**Task requirements**
Transcribe these records line for line, omitting the pictures from your copy.

[Input material Boundary: Start]

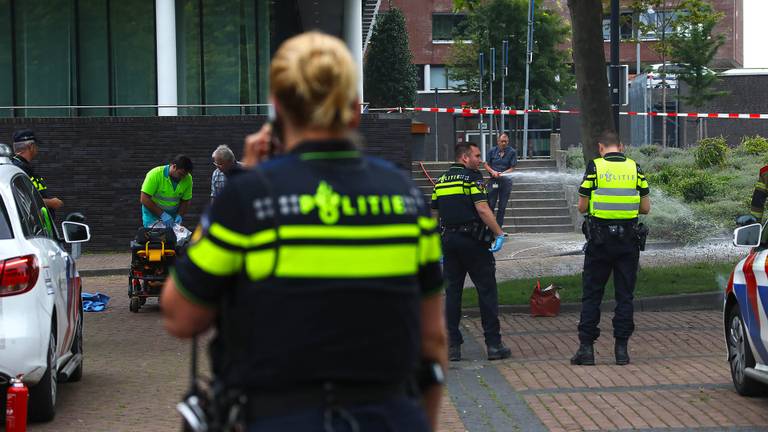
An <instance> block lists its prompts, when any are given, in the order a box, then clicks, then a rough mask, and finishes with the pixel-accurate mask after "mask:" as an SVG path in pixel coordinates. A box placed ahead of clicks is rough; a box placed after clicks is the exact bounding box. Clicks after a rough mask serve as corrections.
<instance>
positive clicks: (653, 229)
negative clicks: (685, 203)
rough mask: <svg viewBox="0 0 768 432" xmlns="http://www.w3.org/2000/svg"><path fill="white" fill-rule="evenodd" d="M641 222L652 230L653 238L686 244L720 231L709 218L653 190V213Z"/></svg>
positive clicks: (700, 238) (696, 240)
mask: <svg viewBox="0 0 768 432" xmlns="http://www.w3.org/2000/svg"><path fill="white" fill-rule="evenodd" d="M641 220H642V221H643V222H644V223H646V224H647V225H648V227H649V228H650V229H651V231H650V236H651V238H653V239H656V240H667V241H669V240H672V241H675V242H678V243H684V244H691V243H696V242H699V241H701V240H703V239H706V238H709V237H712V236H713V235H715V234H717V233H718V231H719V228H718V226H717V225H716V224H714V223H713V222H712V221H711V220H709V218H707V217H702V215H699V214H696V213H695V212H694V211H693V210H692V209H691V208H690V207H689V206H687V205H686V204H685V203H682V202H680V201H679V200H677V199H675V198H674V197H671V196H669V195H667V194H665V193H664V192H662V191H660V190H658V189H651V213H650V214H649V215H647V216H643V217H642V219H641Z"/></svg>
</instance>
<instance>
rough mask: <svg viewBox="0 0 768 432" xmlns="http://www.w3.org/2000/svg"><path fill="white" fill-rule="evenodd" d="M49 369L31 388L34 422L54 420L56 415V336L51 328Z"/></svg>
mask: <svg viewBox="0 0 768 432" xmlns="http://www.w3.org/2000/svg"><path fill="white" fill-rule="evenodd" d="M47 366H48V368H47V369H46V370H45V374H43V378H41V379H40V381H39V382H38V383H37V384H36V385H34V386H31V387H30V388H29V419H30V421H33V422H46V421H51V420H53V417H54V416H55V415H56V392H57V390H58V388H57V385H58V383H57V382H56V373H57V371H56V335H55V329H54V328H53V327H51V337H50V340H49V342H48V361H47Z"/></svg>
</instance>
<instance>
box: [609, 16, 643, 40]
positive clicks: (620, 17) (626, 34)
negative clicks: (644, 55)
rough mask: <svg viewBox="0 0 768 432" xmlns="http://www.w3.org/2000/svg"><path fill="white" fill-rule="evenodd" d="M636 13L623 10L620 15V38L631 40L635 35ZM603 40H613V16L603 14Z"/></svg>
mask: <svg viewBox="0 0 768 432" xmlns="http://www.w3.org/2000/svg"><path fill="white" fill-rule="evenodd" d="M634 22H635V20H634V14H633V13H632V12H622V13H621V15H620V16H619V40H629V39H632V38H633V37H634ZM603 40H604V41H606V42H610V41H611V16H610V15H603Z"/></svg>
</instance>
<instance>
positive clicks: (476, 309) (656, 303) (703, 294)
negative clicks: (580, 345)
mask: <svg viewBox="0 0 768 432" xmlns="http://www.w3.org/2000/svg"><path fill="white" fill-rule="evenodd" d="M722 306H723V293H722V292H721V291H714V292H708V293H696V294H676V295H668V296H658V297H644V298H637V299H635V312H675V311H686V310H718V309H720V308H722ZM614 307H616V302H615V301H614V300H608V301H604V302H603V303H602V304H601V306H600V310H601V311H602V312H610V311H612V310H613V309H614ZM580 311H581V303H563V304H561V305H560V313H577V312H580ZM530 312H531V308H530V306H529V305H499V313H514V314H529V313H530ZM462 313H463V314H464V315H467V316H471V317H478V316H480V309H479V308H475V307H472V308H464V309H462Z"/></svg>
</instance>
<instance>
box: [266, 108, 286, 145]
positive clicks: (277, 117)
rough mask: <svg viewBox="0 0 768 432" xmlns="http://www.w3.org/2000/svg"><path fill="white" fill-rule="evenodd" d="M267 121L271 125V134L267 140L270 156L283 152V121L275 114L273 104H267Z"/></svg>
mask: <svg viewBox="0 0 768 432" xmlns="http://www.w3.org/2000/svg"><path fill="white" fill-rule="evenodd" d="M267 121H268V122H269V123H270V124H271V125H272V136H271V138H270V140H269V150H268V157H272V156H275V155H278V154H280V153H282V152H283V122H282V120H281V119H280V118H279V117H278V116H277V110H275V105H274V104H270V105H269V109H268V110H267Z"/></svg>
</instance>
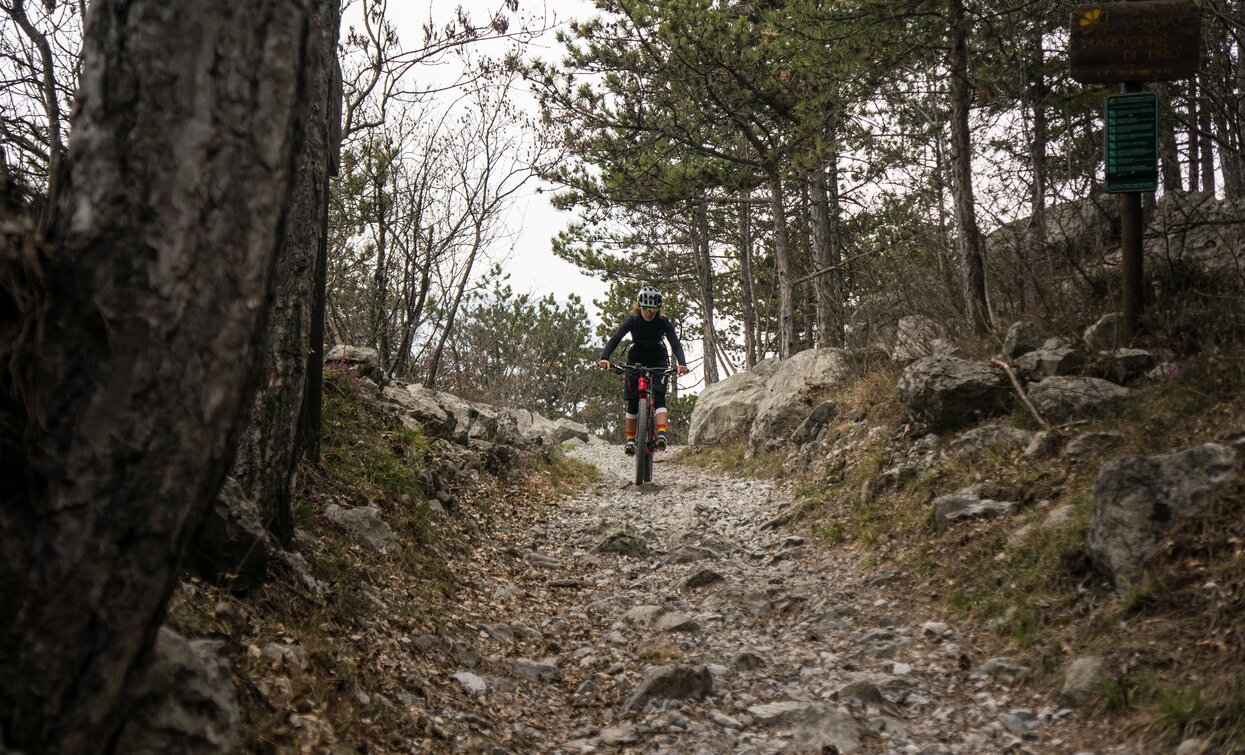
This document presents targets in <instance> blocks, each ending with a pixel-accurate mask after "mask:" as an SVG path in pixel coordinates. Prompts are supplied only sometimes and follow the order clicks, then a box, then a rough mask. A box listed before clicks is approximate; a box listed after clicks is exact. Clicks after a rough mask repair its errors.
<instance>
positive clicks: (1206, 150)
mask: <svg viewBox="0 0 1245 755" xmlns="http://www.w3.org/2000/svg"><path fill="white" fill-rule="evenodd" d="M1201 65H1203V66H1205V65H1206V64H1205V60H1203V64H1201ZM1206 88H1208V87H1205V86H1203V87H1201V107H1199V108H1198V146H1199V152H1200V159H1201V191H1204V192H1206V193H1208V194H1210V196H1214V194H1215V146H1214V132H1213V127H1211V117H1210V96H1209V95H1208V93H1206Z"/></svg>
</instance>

[Input material Boundary: End]

**Reply**
An <instance> block lists its prompts, when any are given, in the order a box, then clicks, then a rough mask, and finishes with the pixel-accurate mask after "mask:" as an SVG path in pixel coordinates. A box placed ahead of clicks is rough; a box placed after clicks is the exact bounding box. Clicks after a rough mask serve as corrections.
<instance>
positive clicks: (653, 229)
negative clicks: (685, 203)
rough mask: <svg viewBox="0 0 768 432" xmlns="http://www.w3.org/2000/svg"><path fill="white" fill-rule="evenodd" d="M641 222L652 230L653 238L686 244L720 231L709 218L653 190V213Z"/></svg>
positive clicks: (700, 238) (696, 240)
mask: <svg viewBox="0 0 768 432" xmlns="http://www.w3.org/2000/svg"><path fill="white" fill-rule="evenodd" d="M641 220H642V221H643V222H644V223H646V224H647V225H648V227H649V228H650V229H651V231H650V236H651V238H653V239H656V240H667V241H669V240H672V241H675V242H678V243H684V244H691V243H696V242H699V241H701V240H703V239H706V238H709V237H712V236H713V235H715V234H717V233H718V231H719V228H718V226H717V225H716V224H714V223H713V222H712V221H711V220H709V218H707V217H702V215H699V214H696V213H695V212H694V211H693V210H692V209H691V208H690V207H689V206H687V205H686V204H685V203H682V202H680V201H679V200H677V199H675V198H674V197H671V196H669V195H667V194H665V193H664V192H662V191H660V190H658V189H651V213H650V214H649V215H647V216H643V217H642V219H641Z"/></svg>
</instance>
<instance>
rough mask: <svg viewBox="0 0 768 432" xmlns="http://www.w3.org/2000/svg"><path fill="white" fill-rule="evenodd" d="M49 369L31 388L34 422L54 420L56 415V336L51 328Z"/></svg>
mask: <svg viewBox="0 0 768 432" xmlns="http://www.w3.org/2000/svg"><path fill="white" fill-rule="evenodd" d="M47 366H48V368H47V369H46V370H45V374H43V378H41V379H40V381H39V382H38V383H37V384H36V385H34V386H31V387H30V388H29V419H30V421H33V422H46V421H51V420H53V417H54V416H55V415H56V392H57V390H58V388H57V385H58V383H57V382H56V373H57V371H56V335H55V329H54V328H53V327H51V337H50V340H49V342H48V361H47Z"/></svg>
</instance>
<instance>
box: [609, 16, 643, 40]
positive clicks: (620, 17) (626, 34)
negative clicks: (644, 55)
rough mask: <svg viewBox="0 0 768 432" xmlns="http://www.w3.org/2000/svg"><path fill="white" fill-rule="evenodd" d="M636 13L623 10L620 15V38L631 40L635 35ZM603 40H613V16L603 14Z"/></svg>
mask: <svg viewBox="0 0 768 432" xmlns="http://www.w3.org/2000/svg"><path fill="white" fill-rule="evenodd" d="M634 22H635V20H634V14H633V13H632V12H622V13H621V15H620V16H619V40H629V39H632V38H633V37H634ZM603 40H604V41H606V42H610V41H611V16H610V15H603Z"/></svg>
</instance>
<instance>
positive clicks: (476, 309) (656, 303) (703, 294)
negative clicks: (580, 345)
mask: <svg viewBox="0 0 768 432" xmlns="http://www.w3.org/2000/svg"><path fill="white" fill-rule="evenodd" d="M722 306H723V293H722V292H721V291H714V292H708V293H696V294H676V295H668V296H658V297H644V298H637V299H635V312H675V311H686V310H718V309H720V308H722ZM614 307H616V302H615V301H614V300H608V301H604V302H603V303H602V304H601V306H600V310H601V311H602V312H610V311H612V310H613V309H614ZM580 311H581V303H563V304H561V305H560V313H577V312H580ZM530 312H531V308H530V306H529V305H499V313H514V314H529V313H530ZM462 313H463V314H464V315H467V316H471V317H478V316H480V309H479V308H475V307H472V308H464V309H462Z"/></svg>
</instance>
<instance>
box: [266, 108, 286, 145]
positive clicks: (277, 117)
rough mask: <svg viewBox="0 0 768 432" xmlns="http://www.w3.org/2000/svg"><path fill="white" fill-rule="evenodd" d="M267 121L271 125V134L267 140L270 156L283 152V121L275 114L273 104H267Z"/></svg>
mask: <svg viewBox="0 0 768 432" xmlns="http://www.w3.org/2000/svg"><path fill="white" fill-rule="evenodd" d="M267 121H268V122H269V123H270V124H271V125H272V136H271V138H270V140H269V150H268V157H272V156H275V155H278V154H280V153H282V152H283V122H282V120H281V119H280V118H279V117H278V116H277V110H275V105H274V104H270V105H269V109H268V110H267Z"/></svg>
</instance>
This document presents targets in <instance> blocks, each ending with a pixel-accurate mask after "mask:" as an SVG path in pixel coordinates. Prompts are supplied only sometimes and follow the order clicks, then a box, then a rough mask. A box listed before clicks is approximate; a box listed after clicks is exact. Clicks after a rough mask repair its errors.
<instance>
positive clicks: (1206, 150)
mask: <svg viewBox="0 0 1245 755" xmlns="http://www.w3.org/2000/svg"><path fill="white" fill-rule="evenodd" d="M1201 65H1203V66H1205V65H1206V64H1205V60H1203V64H1201ZM1206 88H1208V87H1205V86H1203V87H1201V107H1199V108H1198V146H1199V152H1200V159H1201V191H1204V192H1206V193H1208V194H1210V196H1214V194H1215V146H1214V132H1213V127H1211V117H1210V96H1209V95H1208V93H1206Z"/></svg>
</instance>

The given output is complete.